| TEXT PASSAGE |

>> start

Jason: Certainly. So what I like about kind of the individual who was really behind a lot of the transformation described there. Routed behind all of it, it wasn’t just, hey, we sell here, so let’s sell here. We find with a lot of our customers, it’s rethinking the nature of the relationship they have with their consumer. New balance is a great example there, where you have a product that’s generally in an infrequent purchase category. So you’re buying a pair of shoes once every year or two, you might buy apparel a few times. So the points of relevancy in the relationship with consumers, is something that in this digital age, is a point of concern, is how do we find a way to increase that where we can? That’s where I think the brain was really going through, a desire to solve for that and shift that relationship.
And at the core of it, what’s really exciting is the ultimate experience I have with New balance as a brand, is when I laced up my shoes and go for a run in the morning. And that’s not one that a marketer sitting in a room might by default think of. When you think of from a bookstore, when I pull out that book or take the reading blanket and wrap myself up in that and see the tag on it, it’s moments that might be offline in a lot of used cases, but in the new balance use case, what they recognized is the shift, the digital training and the shift to quantify itself, presents an opportunity related to loyalty, related to experience, related to training. And so going down a path then of how could they begin to compete in that category and build customer relationships in that way, all of that has to come alongside, then how do you take your products in a very fit oriented product category?

>> end

| WHAT NEEDS TO BE DONE |
The New Balance passage says the shift presents an opportunity related to several things. List each one.

[Location identification data]
>> start

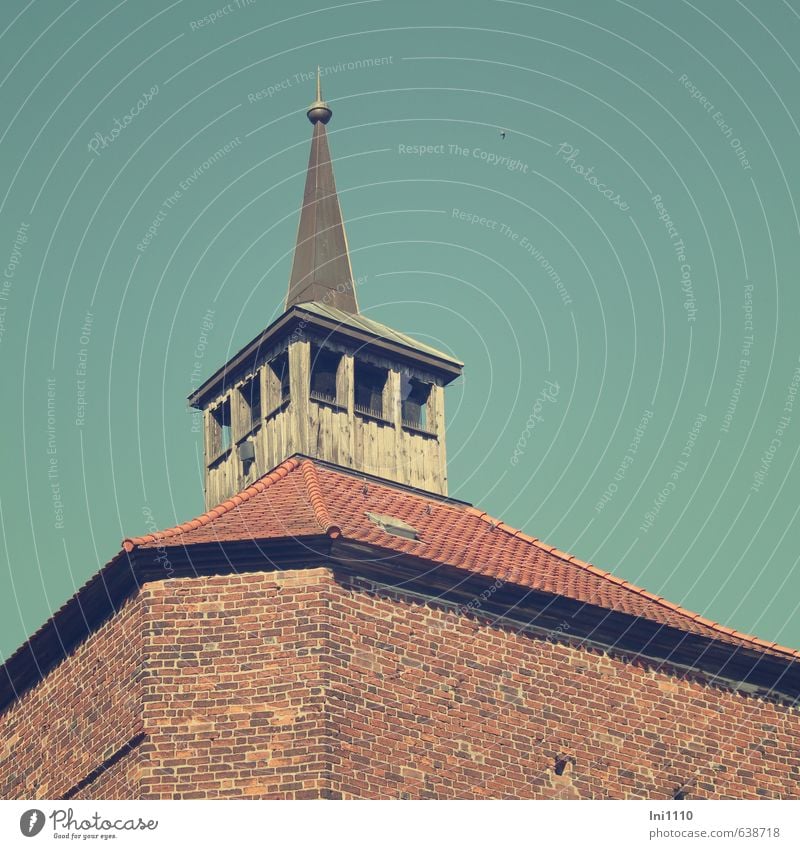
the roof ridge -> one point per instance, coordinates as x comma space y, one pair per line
314, 488
277, 474
660, 600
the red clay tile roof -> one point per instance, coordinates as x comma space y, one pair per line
317, 498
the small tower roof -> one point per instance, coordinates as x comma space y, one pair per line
321, 269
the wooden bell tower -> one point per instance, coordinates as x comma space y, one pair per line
324, 380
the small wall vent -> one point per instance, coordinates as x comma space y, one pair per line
394, 526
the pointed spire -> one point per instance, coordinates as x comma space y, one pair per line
321, 268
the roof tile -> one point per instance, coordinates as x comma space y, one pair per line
287, 504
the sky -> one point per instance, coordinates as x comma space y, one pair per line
592, 204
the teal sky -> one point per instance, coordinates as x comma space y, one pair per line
619, 272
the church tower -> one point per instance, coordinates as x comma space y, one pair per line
323, 380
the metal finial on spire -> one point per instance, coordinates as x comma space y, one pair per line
319, 109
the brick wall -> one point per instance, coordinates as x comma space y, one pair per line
297, 684
235, 693
430, 704
82, 715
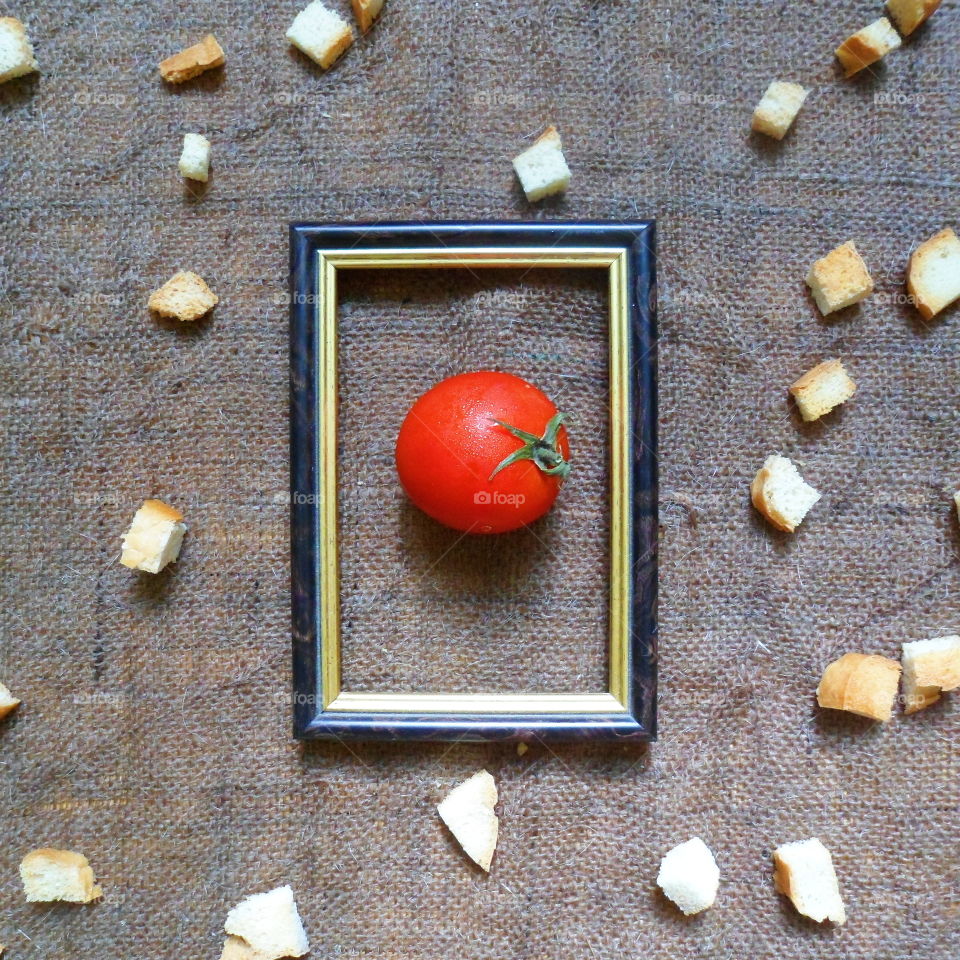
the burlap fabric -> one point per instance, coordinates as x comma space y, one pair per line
155, 731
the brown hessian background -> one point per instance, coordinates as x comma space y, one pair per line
155, 730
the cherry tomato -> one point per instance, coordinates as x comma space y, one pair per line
483, 452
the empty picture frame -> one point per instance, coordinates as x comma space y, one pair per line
626, 709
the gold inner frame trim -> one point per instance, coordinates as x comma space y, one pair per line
615, 699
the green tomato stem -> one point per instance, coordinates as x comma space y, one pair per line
543, 451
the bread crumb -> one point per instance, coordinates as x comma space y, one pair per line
49, 875
16, 53
320, 33
909, 14
8, 702
366, 11
190, 63
780, 493
154, 537
542, 168
185, 296
689, 876
468, 812
930, 667
778, 108
804, 872
840, 279
195, 158
933, 277
822, 389
867, 46
862, 684
265, 926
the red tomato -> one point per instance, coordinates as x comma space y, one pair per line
483, 452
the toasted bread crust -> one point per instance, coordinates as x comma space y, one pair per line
37, 862
944, 244
840, 279
778, 108
190, 63
808, 390
185, 297
862, 684
867, 46
758, 496
909, 14
26, 62
366, 11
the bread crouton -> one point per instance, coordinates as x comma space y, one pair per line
265, 926
185, 296
190, 63
366, 11
929, 668
909, 14
840, 279
542, 168
320, 33
195, 158
689, 876
821, 389
49, 875
16, 53
867, 46
933, 277
778, 108
154, 537
8, 702
780, 493
468, 812
804, 872
862, 684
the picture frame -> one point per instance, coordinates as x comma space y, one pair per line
626, 710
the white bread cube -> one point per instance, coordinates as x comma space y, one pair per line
265, 926
49, 875
689, 876
780, 493
542, 168
185, 297
929, 667
933, 277
821, 389
16, 53
867, 46
8, 702
195, 158
320, 33
778, 108
467, 810
804, 872
862, 684
154, 537
840, 279
909, 14
366, 11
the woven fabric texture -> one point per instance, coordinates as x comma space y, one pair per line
155, 730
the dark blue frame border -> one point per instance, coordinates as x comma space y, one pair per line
310, 721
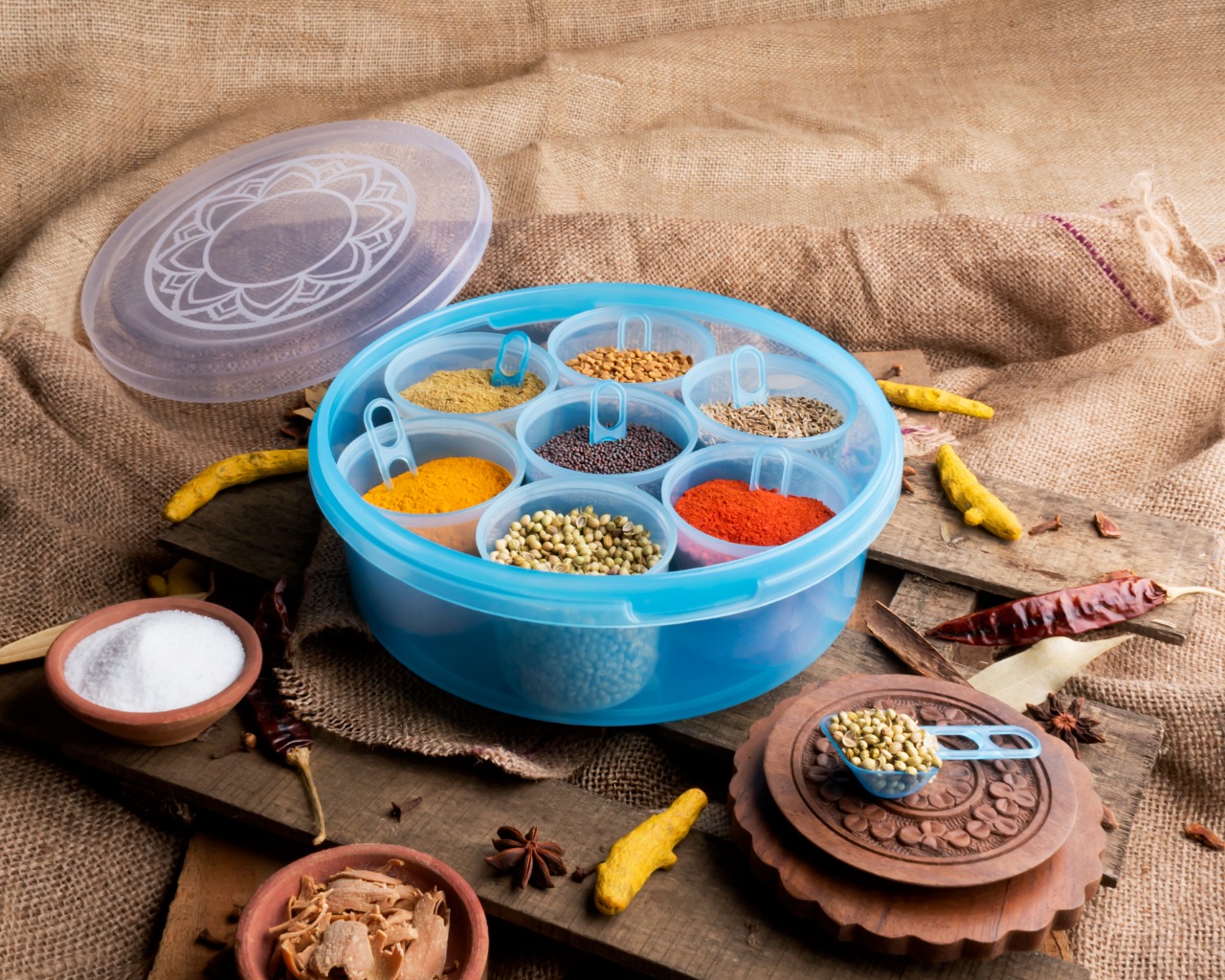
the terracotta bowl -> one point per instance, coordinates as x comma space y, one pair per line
468, 939
152, 727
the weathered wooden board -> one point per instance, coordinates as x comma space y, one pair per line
1119, 775
218, 876
1169, 551
261, 530
704, 918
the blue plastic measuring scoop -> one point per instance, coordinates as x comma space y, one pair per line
502, 380
398, 450
740, 394
784, 480
624, 323
597, 430
895, 786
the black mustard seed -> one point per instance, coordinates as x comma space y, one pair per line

>> end

| RESULT OF THE TASK |
Loyalty, experience, training